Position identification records
****

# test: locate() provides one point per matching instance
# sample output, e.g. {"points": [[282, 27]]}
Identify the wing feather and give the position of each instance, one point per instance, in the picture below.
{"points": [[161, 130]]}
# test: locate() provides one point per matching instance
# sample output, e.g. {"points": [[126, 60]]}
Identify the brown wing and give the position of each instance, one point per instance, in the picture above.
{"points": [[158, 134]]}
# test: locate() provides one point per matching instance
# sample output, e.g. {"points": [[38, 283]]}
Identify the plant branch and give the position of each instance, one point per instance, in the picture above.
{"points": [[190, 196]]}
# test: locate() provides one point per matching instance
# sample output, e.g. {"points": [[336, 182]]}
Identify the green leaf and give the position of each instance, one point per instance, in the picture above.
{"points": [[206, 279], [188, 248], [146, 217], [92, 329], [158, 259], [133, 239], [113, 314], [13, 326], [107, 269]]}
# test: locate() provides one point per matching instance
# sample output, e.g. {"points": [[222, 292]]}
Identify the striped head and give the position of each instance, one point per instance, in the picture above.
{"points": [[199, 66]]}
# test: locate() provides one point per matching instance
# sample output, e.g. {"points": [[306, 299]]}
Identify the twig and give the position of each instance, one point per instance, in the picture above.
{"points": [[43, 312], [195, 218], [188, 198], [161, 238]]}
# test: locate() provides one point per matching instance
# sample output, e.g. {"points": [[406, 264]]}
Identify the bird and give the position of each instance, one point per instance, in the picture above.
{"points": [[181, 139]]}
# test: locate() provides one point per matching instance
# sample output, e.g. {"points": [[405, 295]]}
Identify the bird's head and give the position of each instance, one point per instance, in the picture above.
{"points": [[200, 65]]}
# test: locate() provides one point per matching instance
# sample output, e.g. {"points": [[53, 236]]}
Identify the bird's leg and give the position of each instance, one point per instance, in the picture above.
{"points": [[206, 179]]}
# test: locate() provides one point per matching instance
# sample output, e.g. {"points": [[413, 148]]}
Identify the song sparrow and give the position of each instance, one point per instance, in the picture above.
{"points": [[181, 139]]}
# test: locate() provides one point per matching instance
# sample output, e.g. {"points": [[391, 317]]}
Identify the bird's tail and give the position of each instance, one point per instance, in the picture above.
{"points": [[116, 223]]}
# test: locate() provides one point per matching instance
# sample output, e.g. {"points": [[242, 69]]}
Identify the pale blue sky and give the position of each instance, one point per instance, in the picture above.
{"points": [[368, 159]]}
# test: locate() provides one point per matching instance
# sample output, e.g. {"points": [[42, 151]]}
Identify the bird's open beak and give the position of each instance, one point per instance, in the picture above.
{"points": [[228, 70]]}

****

● Given exercise: Using the listing above, reproduce each line without omission.

● The answer:
# test: locate() provides one point per matching instance
# sample output, e.g. {"points": [[282, 27]]}
Identify the wing feather and give the position of each instance, one point per instance, in the picture below.
{"points": [[161, 130]]}
# test: locate() provides one point per matching instance
# sample output, e.g. {"points": [[126, 60]]}
Identify the brown wing and give the position of each instance, one point per instance, in the picture above.
{"points": [[158, 134]]}
# test: locate() provides one point per matching instance
# sample output, e.g. {"points": [[38, 283]]}
Identify the plant branch and give the position of each instance, one point per instance, in the picture above.
{"points": [[190, 196]]}
# test: locate() provides one point per matching instance
# sample output, e.g. {"points": [[336, 182]]}
Identify the green leaf and give the position of each instance, one point per instance, in the picture above.
{"points": [[206, 279], [188, 248], [146, 217], [92, 329], [158, 259], [133, 239], [113, 314], [13, 326], [107, 269]]}
# test: locate() provides one point per matching instance
# sample output, e.g. {"points": [[222, 292]]}
Identify the striped head and give the position of each instance, one point per instance, in the picture above.
{"points": [[199, 66]]}
# test: locate() provides one point per matching instance
# sample output, e.g. {"points": [[306, 299]]}
Identify the twig and give the position of each instance, one point per instance, in the picture above.
{"points": [[43, 312], [195, 218], [188, 198], [161, 238]]}
# test: locate() provides one point per matching instance
# sample output, e.g. {"points": [[406, 264]]}
Identify the bird and give the position of each instance, one point per instance, in the picture above.
{"points": [[181, 139]]}
# test: locate() provides one point per matching instance
# sample output, e.g. {"points": [[405, 295]]}
Identify the bird's head and give the position of each instance, one point per instance, in the picture above.
{"points": [[200, 65]]}
# test: locate() provides one point per matching instance
# sample output, e.g. {"points": [[53, 236]]}
Identify the bird's leg and give the position of each instance, one point per instance, in the picture above.
{"points": [[206, 179]]}
# test: locate() provides one point per matching instance
# sample output, e.g. {"points": [[413, 148]]}
Identify the song sparrow and give the position of each instance, one point per instance, in the picture above.
{"points": [[181, 139]]}
# test: locate() provides one point per matching instance
# sample output, e.g. {"points": [[391, 317]]}
Identify the bird's tail and give the position of each instance, one point per instance, in the picture above.
{"points": [[116, 223]]}
# test: locate() provides one point per matching instance
# sample output, e.g. {"points": [[242, 69]]}
Identify the pale blue sky and give the position of each instance, one point per instance, in the picture above.
{"points": [[368, 159]]}
# test: locate() provides one point per matching instance
# sample output, e.g. {"points": [[42, 151]]}
Identify the bird's open beak and give the position of each instance, one point per instance, in the picture above.
{"points": [[228, 70]]}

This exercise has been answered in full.